MATERIAL PROVIDED section start

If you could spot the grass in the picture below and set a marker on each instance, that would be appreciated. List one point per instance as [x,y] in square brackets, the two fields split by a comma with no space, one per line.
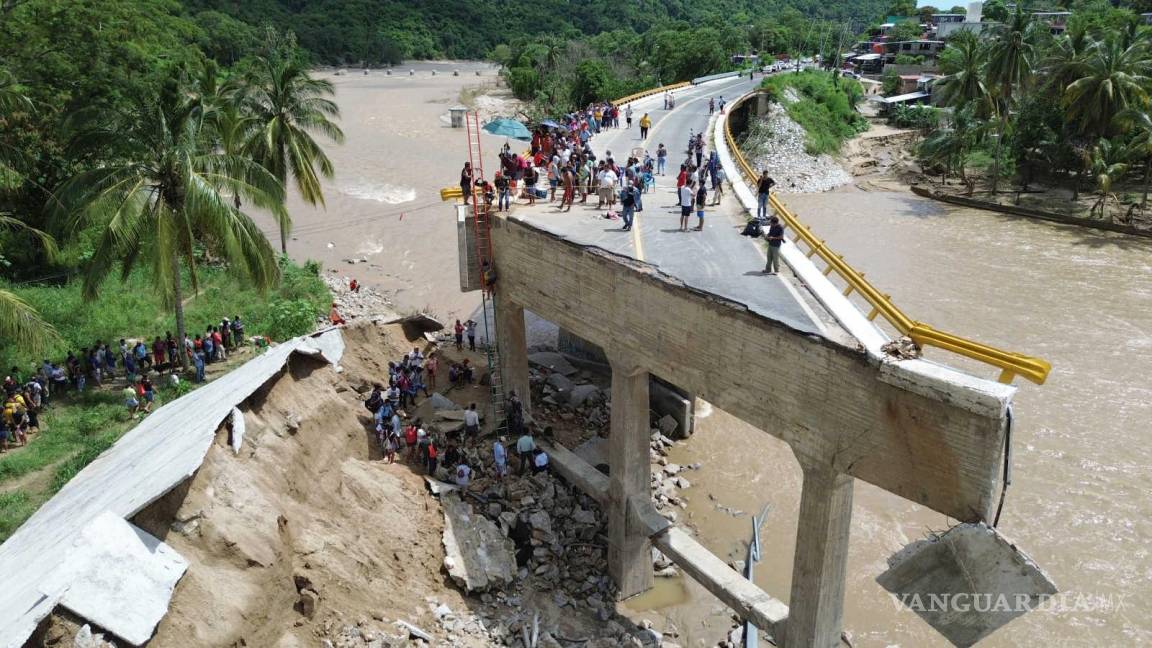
[77,428]
[133,309]
[826,107]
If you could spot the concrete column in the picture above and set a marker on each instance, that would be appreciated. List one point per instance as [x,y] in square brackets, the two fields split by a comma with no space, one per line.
[629,550]
[513,345]
[817,604]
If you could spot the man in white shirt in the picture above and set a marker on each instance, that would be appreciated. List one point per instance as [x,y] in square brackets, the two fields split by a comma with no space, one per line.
[686,204]
[471,422]
[524,447]
[500,457]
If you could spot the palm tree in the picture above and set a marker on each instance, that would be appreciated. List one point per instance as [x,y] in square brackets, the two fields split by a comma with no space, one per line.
[289,106]
[1139,125]
[20,324]
[1113,78]
[963,82]
[1109,163]
[168,195]
[1009,68]
[949,148]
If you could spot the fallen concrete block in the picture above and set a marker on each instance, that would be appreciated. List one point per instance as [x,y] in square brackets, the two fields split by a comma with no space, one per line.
[581,394]
[440,401]
[551,361]
[478,556]
[119,577]
[967,582]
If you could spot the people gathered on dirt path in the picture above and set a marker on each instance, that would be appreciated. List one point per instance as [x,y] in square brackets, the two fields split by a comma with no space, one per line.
[131,366]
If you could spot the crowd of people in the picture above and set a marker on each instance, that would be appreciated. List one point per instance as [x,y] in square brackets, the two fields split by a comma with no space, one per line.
[25,394]
[561,156]
[441,456]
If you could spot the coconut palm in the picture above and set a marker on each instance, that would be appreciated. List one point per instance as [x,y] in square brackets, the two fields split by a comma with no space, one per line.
[1113,78]
[1139,125]
[20,323]
[289,106]
[963,81]
[1109,163]
[1009,69]
[167,196]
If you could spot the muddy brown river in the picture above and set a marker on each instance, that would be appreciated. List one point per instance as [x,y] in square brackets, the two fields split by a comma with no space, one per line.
[1080,502]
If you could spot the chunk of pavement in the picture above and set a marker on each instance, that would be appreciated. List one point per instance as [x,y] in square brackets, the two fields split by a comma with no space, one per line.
[552,361]
[439,401]
[583,393]
[414,632]
[309,601]
[478,556]
[562,384]
[970,564]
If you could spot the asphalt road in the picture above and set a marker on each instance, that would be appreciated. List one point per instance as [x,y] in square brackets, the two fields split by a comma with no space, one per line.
[717,260]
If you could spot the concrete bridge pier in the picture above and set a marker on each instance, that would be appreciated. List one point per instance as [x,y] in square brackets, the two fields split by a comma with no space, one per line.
[629,484]
[817,603]
[512,343]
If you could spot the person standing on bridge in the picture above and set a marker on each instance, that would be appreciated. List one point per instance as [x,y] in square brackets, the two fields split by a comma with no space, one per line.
[465,181]
[763,187]
[687,197]
[775,238]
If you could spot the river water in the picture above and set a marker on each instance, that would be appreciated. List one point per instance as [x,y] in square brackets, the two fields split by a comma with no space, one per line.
[1082,496]
[1080,502]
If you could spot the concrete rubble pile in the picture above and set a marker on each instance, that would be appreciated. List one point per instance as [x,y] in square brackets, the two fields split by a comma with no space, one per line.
[365,303]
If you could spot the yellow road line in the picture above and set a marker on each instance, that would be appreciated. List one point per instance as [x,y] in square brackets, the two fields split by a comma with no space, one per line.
[637,242]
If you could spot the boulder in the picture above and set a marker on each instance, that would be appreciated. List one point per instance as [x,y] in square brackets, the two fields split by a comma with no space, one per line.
[440,401]
[583,394]
[554,362]
[562,385]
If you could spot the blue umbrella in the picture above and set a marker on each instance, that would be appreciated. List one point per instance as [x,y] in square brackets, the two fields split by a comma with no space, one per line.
[508,128]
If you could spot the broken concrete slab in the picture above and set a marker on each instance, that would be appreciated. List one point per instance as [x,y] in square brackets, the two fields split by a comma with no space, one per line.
[562,385]
[119,577]
[440,402]
[478,556]
[552,361]
[146,462]
[967,582]
[582,394]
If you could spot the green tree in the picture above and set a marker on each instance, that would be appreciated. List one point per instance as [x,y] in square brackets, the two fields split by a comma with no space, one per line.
[1109,163]
[1138,123]
[949,148]
[963,69]
[1113,78]
[289,106]
[167,196]
[1009,68]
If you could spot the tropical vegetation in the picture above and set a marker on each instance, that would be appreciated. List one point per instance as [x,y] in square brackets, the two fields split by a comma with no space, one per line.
[1073,107]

MATERIAL PROVIDED section end

-- REQUIREMENT --
Your response should reproduce the entire listing verbatim, minus the pictures.

-- SOLVED EXERCISE --
If you could spot the grass in the picture below and set a marker on each instance, that would be appreciated. List one point per instance as [x,y] in square brackets, the two fields split by a comma with no space, one per line.
[77,428]
[133,309]
[826,107]
If you could spot the concrete column in the picture above and set a marker on each instance, that would be appreciated. List one point per instance as [x,y] in square brackets, the two fields split by a comma with no space, one per line.
[629,550]
[513,345]
[817,604]
If you could spot the man in white shirt in the picture above and set a marker on each instance, that would be appreciated. List one point per instance as [x,y] in square brackets, the two fields split by a comma with no space, one per line.
[686,204]
[471,422]
[524,447]
[500,457]
If you could spot the palm tree in the picture above and set a marker on each instance, that would be appreciated. List one point per instance as [x,y] in square brackets, the two fields split by a comma with no space, one per line.
[289,106]
[1139,125]
[20,324]
[1113,78]
[963,82]
[1109,163]
[168,195]
[1009,68]
[949,148]
If you could spot the fallen concrete block in the picture above and set a marker on each instance, that would be appreciated. List one point per instance as [x,y] in square brackets, the two fields split by a comma with no space, one per line.
[581,394]
[440,401]
[551,361]
[478,556]
[119,577]
[967,582]
If you could spot the people gathered on dirt path in the picture above and set a marker on each instance, that would be appreciated. List one point per instance as [x,y] in square brackets, the two fields split by a comma with no space, one per line.
[131,366]
If you could spot the crowd of people in the picture above and set a marker on each instance, that would be appreciated. List one point per instance as [x,y] in square brackets, the two fields split by a comma with no space, one per line.
[25,394]
[561,156]
[441,456]
If you could spot the coconut palm in the picture above and set a marker on each instance, that would be appreciated. List one point per instance as [x,y] in square brackets, the two fields split by a comma with no space, one per line.
[1113,78]
[1139,125]
[20,323]
[289,106]
[963,81]
[1109,163]
[1009,69]
[167,196]
If you could spot the muddy brown river in the picture above and set a marker on each instance, that would be appreciated. List one point per instance as [x,y] in square brackets, the two fields split by a comma with no space, one per line.
[1080,502]
If you could spot the chunk of pavement in the picture above and set a marker on each instance, that would be appreciated. List one point per instance as [x,y] in square brackets, the two fields split by a comma with no space, one per line.
[552,361]
[439,401]
[583,393]
[414,632]
[309,601]
[478,556]
[562,384]
[970,564]
If you could spot the asphalt road in the picture above and set a marker on each instance, that would be appreciated. List one point per instance as [x,y] in square brackets, the two fields split by a comma with no space, one per line.
[717,260]
If you could spot the concrete bridge pier in the picture above and set a marker on each instance, that would be appreciated. List one point per instance as [x,y] in square brackets, the two fields split by a comma with no space, one per line.
[629,484]
[817,603]
[512,343]
If you could spot the person standing on bridge in the picture above and set a marker on each instance, that would be appreciated. List one point per instance as [x,y] in square brackets, the two fields split by a comma with no space, one per line.
[465,181]
[763,187]
[687,197]
[775,238]
If you could spot the river water in the picture above and set a marker on each instance, that would be appreciated. List one point per instance as [x,y] in square brackets, the two fields split by a comma with no space, one per line.
[1082,496]
[1080,502]
If you could spot the concrete rubble pile in the picture above and set a marker on each instance, that would be appreciated. List one point per instance as [x,y] in square brackets, the two fields split by a comma with no space, one per line.
[365,303]
If you could spot the yellow road line in the picture above and set a marker on each instance, that would be appreciated. List one point per instance as [x,y] in square brackets, the two fields split by a comma with no space, one per line.
[637,242]
If you could spot the boulder in the picture above and set a marker on each instance, that would be appreciated. List one point per instance as [x,y] in square brackets, the two fields split by a comma with no space, one per line.
[440,401]
[583,394]
[554,362]
[562,385]
If you could spot the blue umbrella in the picture above and set a marker on each instance, that would be appreciated. List one point per instance as [x,y] in square brackets, the two fields split by a comma with no space, one per line.
[508,128]
If you could spot the broken concrete slab in the picture above and set a marker on each instance, that would be appreciated. List one point per instance as [x,y] in square brackets, the two fields split by a comma with no space, one per line.
[562,385]
[119,577]
[440,402]
[478,556]
[552,361]
[146,462]
[967,582]
[582,394]
If you could spot the green tree in the picture above and set a marker on each instance, that would be appreciated. List one point per instance as [x,y] in square brackets, the two fields split by a comma with no space, one per line.
[1109,163]
[1138,123]
[949,148]
[963,69]
[1113,78]
[289,106]
[167,196]
[1009,68]
If you could spot the tropical vegetation in the picture above and set a marker on each instance, that would be appreciated. List one point per instance as [x,y] in square brackets, the two fields split by a comma with no space, one per line.
[1073,107]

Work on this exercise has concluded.